Challenge> Quote the lines from the line holding "Where can the white shaker" to the very end of the listing, exactly, and no others.
--- BEGIN Supplied records ---
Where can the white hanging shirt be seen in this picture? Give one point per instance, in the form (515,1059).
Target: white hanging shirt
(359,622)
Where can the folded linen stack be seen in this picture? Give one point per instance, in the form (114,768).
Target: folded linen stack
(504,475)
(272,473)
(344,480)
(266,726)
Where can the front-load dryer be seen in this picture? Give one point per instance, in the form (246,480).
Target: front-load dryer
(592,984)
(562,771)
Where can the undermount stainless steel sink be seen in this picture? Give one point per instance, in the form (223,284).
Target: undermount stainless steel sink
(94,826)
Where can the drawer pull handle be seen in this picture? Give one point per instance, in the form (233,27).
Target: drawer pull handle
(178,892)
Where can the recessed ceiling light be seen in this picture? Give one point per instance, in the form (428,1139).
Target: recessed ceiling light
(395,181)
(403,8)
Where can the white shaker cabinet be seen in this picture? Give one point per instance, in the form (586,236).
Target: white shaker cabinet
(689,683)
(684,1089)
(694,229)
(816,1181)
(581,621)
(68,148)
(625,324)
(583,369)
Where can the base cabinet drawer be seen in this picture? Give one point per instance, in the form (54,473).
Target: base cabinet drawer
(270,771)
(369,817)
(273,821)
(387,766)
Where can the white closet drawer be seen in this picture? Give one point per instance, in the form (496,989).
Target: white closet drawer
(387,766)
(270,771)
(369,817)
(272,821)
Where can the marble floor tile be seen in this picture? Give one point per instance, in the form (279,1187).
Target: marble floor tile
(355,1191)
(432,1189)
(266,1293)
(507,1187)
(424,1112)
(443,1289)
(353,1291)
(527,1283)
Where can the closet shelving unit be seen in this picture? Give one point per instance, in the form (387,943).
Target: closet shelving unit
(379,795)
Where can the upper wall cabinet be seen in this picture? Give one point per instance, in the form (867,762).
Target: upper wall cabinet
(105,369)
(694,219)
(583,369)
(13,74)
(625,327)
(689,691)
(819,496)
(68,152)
--- END Supplied records ---
Written solution>
Where can the white shaker cabinet be seen in this picture? Give one point per instance, in the form (586,236).
Target: white shaker cabinet
(689,683)
(684,1089)
(694,229)
(816,1181)
(581,621)
(68,148)
(625,324)
(583,369)
Where can the base cabinet drawer be seen in this picture? Give one point per instance, in the form (54,473).
Target: base cabinet drawer
(270,771)
(369,817)
(273,821)
(387,766)
Where can the white closet drawer be seen in this picture? Give one point per instance, in the form (496,989).
Target: white closet drawer
(387,766)
(270,771)
(369,817)
(272,821)
Where can the marble floor tile be seen in this picture? Give one point per instance, in the form (279,1187).
Target: marble floor tile
(355,1191)
(432,1189)
(266,1293)
(507,1187)
(424,1112)
(443,1289)
(353,1291)
(527,1283)
Where can the closet shelving unit be seen in this picture? Give one point per instance, in the form (387,943).
Target: closet shelving unit
(379,795)
Where can the upper wall cabinet be seen in this picture? Give one point per instance, in the form (867,762).
Target: upper wall cabinet
(105,369)
(694,219)
(583,369)
(13,74)
(625,327)
(689,691)
(819,496)
(68,152)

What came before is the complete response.